Copy every line of the records below word for word, and leave the pictures out of your copy.

- [Information supplied]:

▬▬▬▬▬▬

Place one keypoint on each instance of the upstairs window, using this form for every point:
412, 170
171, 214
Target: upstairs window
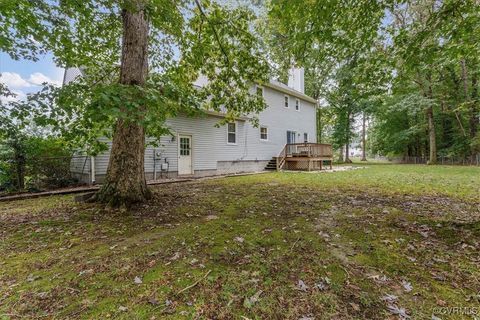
259, 91
263, 133
232, 133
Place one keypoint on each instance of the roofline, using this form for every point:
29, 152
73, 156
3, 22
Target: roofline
290, 91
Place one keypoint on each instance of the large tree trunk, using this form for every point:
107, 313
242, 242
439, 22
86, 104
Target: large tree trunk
125, 180
432, 142
364, 140
347, 144
474, 117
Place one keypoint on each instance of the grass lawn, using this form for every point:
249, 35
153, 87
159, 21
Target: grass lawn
386, 241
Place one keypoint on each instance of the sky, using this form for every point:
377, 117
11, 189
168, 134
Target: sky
24, 76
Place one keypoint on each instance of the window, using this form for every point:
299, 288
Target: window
259, 91
232, 133
184, 146
263, 133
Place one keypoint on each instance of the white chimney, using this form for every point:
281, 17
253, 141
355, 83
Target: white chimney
296, 79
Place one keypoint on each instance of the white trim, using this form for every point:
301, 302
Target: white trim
308, 137
257, 86
295, 133
236, 133
260, 132
192, 159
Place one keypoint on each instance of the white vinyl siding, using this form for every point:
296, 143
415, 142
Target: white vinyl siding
259, 90
232, 133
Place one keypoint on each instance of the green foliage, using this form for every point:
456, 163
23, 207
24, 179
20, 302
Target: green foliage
402, 57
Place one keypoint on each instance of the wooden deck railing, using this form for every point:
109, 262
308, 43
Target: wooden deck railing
304, 150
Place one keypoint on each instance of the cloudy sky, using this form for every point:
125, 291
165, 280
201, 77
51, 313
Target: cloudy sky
23, 76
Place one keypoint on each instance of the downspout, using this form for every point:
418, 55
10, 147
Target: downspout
92, 169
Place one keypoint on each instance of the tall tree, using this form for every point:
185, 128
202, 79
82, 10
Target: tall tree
162, 45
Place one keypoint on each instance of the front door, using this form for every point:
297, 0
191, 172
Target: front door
185, 155
290, 137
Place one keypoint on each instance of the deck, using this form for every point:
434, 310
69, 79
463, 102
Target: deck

▬▬▬▬▬▬

- [Final answer]:
Place one keypoint on each instance of the upstairs window, using this form for every point:
412, 170
171, 214
Target: upstairs window
259, 91
263, 133
232, 133
Place one keypoint on each instance of the roofline, using this form for every point:
29, 152
73, 156
3, 22
Target: roofline
290, 91
Place one keypoint on each instance of the large tree trunk, using this form for every point:
107, 313
242, 242
439, 22
86, 104
Target: large tree trunk
125, 180
432, 142
364, 140
347, 144
474, 117
Place one keypoint on each instance of the grass lawn, using this form for every point:
249, 35
153, 87
159, 21
Target: grass lawn
386, 241
Place one keypoint on each instance of the sky, using this form for every point:
377, 117
11, 189
168, 134
Target: sky
24, 76
Place one keypoint on each instance of the window, using this form for every point:
299, 288
Target: window
259, 91
232, 133
184, 146
263, 133
Place one keypoint on each instance of the white chimney, using this form for every point:
281, 17
253, 141
355, 83
Target: white chimney
296, 79
Place one keypoint on each instance of the white trim, using this form for every point:
301, 302
Target: white trim
308, 137
257, 86
295, 133
236, 133
260, 132
192, 159
Place one keypoint on each instance of the white vinyl siding, using this form for every point:
296, 143
415, 142
Target: white vinyl siding
259, 90
232, 133
Place one keypoint on each instance of the green foliage, using this form for every point:
456, 163
23, 207
24, 179
20, 302
Target: green foliage
402, 57
Place one keypoint on each instance of the wooden deck railing, using this form for every point:
109, 262
308, 43
Target: wooden deck railing
304, 150
Place one keypoint on each instance of the cloudy sky, using this form for every point:
125, 291
165, 280
201, 77
51, 313
Target: cloudy sky
23, 76
Place one keypoint on each instance of the downspout, using this form for every point:
418, 55
10, 147
Target: downspout
92, 169
Place one keypoint on each instance of the tall tree, using this form for every point:
185, 128
202, 79
82, 10
Target: tall tree
162, 45
Place one keypoint on each instance of the front door, using this form for every point:
297, 0
191, 172
Target: front door
185, 155
290, 137
Place one keypoint on each instance of the deck, using this form for every point:
434, 310
69, 79
463, 102
Target: deck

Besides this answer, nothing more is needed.